# Required action:
The listing below contains a span that opens with the line containing "Segment one target" and closes with the line containing "box: [538, 523, 589, 574]". Return that span exactly.

** Records shown follows **

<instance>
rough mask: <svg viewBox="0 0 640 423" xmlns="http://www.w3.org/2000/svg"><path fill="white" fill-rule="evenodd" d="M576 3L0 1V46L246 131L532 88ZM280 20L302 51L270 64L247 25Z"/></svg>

** End of Records shown **
** Records shown follows **

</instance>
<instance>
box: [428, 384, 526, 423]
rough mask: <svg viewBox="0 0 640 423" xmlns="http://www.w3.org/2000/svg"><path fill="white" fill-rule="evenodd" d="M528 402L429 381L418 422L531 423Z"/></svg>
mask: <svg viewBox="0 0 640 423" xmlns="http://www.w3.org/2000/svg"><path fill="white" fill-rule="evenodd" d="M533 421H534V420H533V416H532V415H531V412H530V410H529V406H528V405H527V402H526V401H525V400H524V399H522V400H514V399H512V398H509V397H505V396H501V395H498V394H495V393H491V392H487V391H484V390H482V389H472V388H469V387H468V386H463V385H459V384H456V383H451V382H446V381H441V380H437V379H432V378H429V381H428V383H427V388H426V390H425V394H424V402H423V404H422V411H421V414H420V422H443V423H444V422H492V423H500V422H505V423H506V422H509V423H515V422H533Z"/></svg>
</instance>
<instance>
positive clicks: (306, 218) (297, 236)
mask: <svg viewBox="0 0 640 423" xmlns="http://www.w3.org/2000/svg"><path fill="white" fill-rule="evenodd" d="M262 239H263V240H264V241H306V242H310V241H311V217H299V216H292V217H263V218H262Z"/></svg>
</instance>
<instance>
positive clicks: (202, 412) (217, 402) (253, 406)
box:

** End of Records shown **
** Records shown follows **

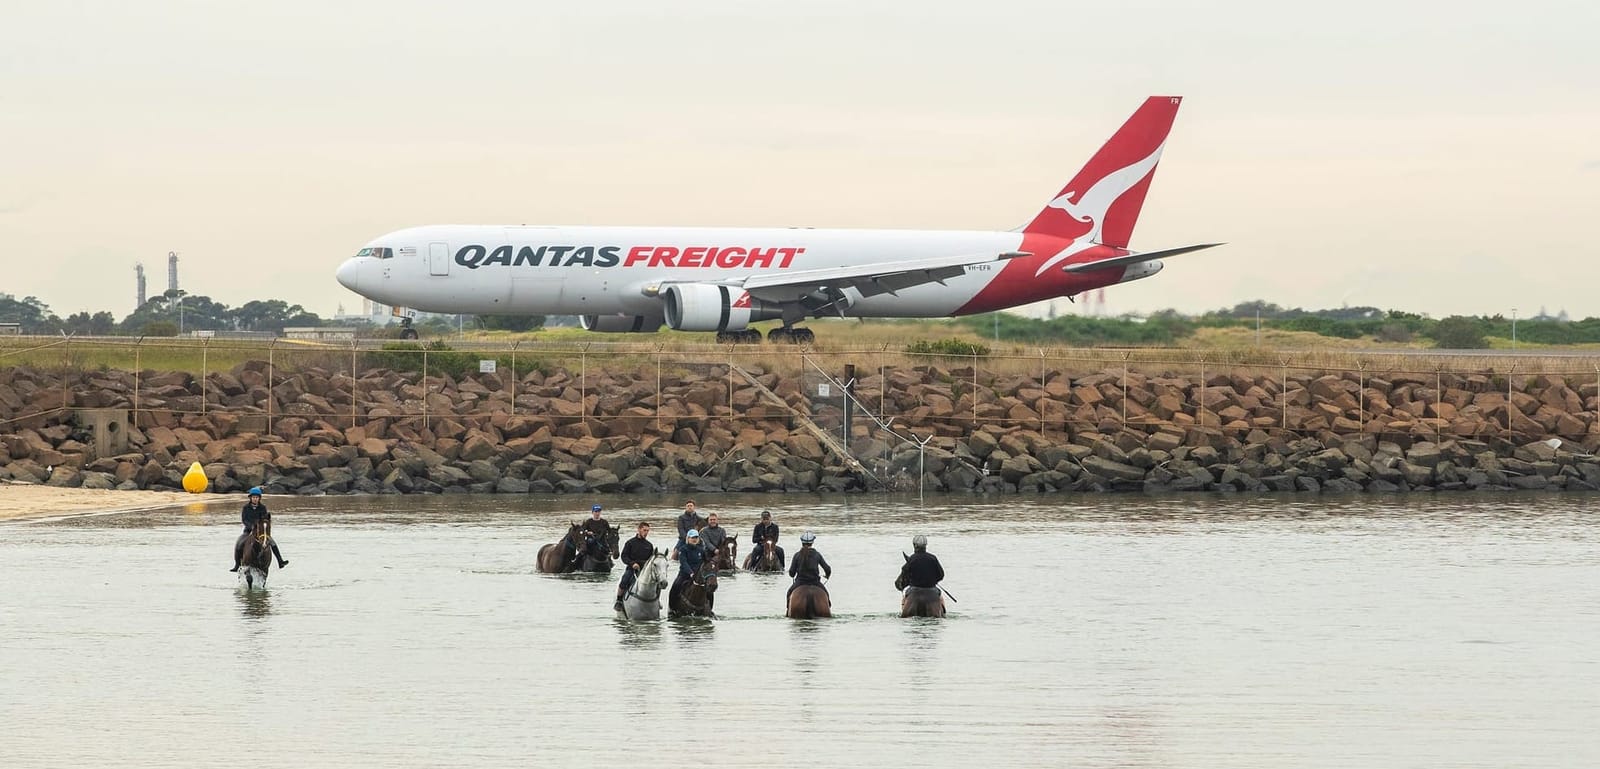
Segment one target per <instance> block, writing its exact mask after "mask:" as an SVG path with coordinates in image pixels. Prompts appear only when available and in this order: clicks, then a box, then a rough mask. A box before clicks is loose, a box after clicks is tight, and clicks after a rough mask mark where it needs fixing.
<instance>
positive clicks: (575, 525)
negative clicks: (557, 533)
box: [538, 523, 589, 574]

** End of Records shown **

# Finished task:
Segment one target per <instance> block, writing its exact mask after "mask:" as an SVG path with coordinates in image pixels. Prompts appear only when available and in this order: clicks, then a box, then a rough mask. A box before clicks is loose, a box after clicks is tight, and clicks after a rough mask mark where it needs fixing.
<instance>
positive clicks: (575, 525)
negative clicks: (557, 533)
box: [538, 523, 589, 574]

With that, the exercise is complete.